*RECORDS TO PROCESS*
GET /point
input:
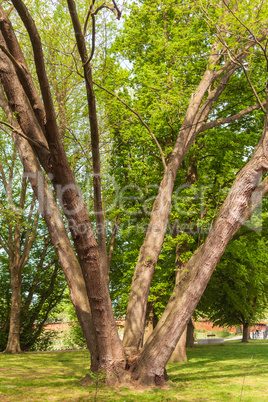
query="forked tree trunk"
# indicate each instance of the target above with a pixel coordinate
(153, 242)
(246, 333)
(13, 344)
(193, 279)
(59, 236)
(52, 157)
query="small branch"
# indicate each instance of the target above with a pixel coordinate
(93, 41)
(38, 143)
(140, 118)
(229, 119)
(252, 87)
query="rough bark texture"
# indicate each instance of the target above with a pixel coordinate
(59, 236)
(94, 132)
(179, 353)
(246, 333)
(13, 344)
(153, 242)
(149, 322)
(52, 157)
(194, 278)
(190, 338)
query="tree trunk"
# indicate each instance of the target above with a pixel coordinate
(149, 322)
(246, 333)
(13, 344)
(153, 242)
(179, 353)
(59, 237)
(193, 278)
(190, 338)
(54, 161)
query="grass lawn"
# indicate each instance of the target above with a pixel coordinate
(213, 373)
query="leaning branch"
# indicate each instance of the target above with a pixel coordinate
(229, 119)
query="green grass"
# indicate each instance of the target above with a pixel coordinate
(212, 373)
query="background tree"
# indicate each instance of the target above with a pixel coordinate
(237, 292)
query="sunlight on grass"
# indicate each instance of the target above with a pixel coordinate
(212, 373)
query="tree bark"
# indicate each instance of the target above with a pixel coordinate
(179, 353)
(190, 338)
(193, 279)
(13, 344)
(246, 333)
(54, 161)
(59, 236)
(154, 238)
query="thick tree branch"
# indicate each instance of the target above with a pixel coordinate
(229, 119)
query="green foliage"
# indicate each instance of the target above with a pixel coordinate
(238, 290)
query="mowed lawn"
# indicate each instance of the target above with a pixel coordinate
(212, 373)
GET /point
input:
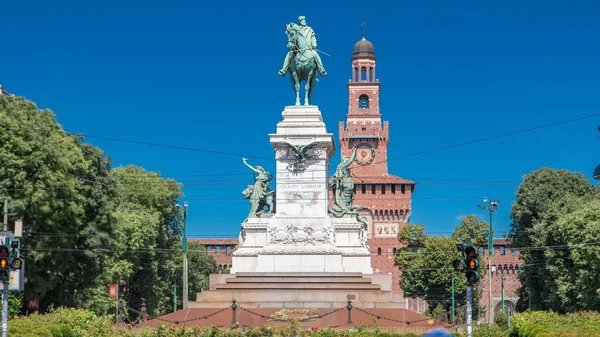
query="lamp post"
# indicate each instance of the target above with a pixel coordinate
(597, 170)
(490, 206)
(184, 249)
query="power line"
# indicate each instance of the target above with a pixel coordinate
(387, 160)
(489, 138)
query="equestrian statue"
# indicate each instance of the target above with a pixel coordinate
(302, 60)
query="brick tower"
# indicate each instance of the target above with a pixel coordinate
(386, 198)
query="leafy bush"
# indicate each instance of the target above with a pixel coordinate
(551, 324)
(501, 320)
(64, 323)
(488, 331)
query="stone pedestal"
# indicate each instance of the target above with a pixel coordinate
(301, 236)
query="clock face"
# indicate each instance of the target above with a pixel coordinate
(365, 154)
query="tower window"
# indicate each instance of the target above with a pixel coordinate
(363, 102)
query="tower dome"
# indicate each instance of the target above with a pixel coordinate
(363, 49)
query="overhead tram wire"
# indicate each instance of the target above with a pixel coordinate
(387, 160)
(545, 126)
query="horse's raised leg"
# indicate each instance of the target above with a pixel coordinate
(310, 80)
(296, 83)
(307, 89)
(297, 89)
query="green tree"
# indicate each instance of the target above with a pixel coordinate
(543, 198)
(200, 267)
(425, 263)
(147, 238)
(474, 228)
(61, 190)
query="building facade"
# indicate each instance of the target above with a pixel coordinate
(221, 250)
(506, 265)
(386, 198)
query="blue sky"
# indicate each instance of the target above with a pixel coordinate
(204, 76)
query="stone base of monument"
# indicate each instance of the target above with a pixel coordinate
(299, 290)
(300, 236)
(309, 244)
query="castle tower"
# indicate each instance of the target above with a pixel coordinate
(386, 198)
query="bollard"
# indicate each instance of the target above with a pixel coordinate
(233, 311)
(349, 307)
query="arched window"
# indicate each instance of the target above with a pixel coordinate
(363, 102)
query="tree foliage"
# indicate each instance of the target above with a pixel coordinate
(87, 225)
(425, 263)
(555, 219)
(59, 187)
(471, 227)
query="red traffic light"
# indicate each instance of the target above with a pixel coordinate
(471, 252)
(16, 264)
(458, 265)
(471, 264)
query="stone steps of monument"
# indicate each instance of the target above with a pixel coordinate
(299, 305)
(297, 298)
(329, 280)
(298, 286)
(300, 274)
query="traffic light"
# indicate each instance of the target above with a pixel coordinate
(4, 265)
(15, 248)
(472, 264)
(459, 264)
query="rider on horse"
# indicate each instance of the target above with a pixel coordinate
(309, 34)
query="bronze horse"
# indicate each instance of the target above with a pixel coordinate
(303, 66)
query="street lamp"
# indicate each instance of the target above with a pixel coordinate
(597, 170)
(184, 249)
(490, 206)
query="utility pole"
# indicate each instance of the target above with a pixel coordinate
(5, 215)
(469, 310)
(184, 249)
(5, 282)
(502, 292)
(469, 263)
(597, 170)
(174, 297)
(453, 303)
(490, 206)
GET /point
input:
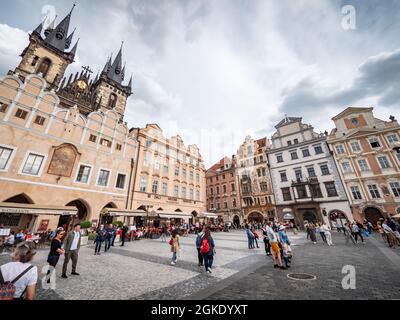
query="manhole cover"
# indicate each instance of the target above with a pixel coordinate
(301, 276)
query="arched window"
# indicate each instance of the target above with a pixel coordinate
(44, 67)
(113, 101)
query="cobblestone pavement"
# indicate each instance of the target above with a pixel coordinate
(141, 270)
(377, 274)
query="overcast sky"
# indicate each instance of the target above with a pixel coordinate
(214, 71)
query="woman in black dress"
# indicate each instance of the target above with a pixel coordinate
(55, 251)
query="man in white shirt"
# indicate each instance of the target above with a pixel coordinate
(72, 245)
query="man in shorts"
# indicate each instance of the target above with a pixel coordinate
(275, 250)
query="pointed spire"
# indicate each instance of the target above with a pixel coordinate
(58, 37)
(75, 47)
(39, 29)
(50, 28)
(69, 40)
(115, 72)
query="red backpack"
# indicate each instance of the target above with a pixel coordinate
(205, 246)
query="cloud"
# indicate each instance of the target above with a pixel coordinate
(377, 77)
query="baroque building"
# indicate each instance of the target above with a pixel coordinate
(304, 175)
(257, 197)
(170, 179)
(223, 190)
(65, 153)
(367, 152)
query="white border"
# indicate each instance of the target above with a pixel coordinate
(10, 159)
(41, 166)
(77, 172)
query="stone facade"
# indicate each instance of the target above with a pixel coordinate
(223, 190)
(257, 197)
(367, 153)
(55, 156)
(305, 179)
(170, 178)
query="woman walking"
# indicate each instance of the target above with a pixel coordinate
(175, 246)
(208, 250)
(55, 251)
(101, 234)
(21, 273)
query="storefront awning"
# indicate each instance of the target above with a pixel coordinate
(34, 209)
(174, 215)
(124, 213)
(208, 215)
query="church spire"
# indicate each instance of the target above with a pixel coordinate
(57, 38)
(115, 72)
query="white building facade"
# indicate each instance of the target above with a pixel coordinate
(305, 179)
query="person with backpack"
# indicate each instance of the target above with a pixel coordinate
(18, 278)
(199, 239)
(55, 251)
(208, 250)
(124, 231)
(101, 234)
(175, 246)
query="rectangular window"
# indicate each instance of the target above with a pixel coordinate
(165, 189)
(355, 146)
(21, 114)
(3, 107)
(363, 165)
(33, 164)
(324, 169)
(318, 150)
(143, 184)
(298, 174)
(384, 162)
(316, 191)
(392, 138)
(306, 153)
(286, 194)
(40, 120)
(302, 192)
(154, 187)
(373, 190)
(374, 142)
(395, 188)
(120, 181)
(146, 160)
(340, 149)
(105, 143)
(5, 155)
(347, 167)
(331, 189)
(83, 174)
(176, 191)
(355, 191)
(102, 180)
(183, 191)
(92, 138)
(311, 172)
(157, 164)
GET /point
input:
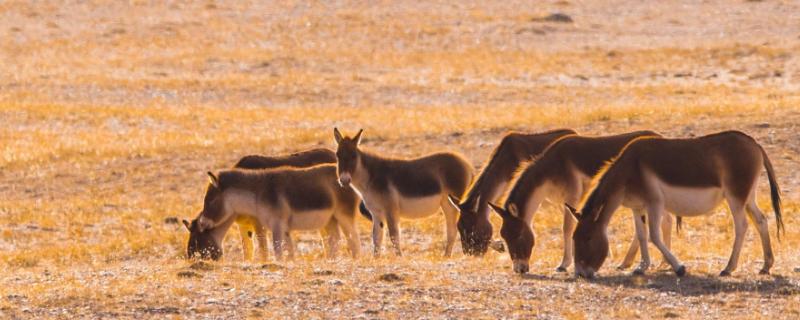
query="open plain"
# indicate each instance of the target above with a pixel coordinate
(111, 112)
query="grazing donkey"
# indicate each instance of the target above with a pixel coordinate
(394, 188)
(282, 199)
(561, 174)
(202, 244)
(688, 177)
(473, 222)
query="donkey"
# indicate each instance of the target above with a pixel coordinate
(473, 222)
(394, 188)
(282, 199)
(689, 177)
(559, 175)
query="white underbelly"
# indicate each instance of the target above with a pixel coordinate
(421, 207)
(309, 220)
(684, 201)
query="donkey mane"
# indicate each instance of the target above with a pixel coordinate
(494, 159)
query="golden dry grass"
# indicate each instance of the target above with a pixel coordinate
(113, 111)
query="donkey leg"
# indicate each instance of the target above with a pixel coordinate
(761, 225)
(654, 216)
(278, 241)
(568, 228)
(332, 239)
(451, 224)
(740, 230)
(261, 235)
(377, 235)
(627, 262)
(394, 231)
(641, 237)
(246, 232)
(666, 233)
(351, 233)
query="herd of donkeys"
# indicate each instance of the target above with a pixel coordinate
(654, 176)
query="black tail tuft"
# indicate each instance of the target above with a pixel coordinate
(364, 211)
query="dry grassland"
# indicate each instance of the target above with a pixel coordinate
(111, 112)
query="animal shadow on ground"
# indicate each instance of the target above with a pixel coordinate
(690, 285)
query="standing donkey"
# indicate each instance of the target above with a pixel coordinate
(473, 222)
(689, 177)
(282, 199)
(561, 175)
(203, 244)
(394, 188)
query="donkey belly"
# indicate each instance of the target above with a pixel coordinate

*INSTRUCTIONS TO FOLLOW*
List each line in the material above that contains the word "branch".

*WRITTEN ANSWER*
query="small branch"
query="leaning branch"
query="thick tree branch"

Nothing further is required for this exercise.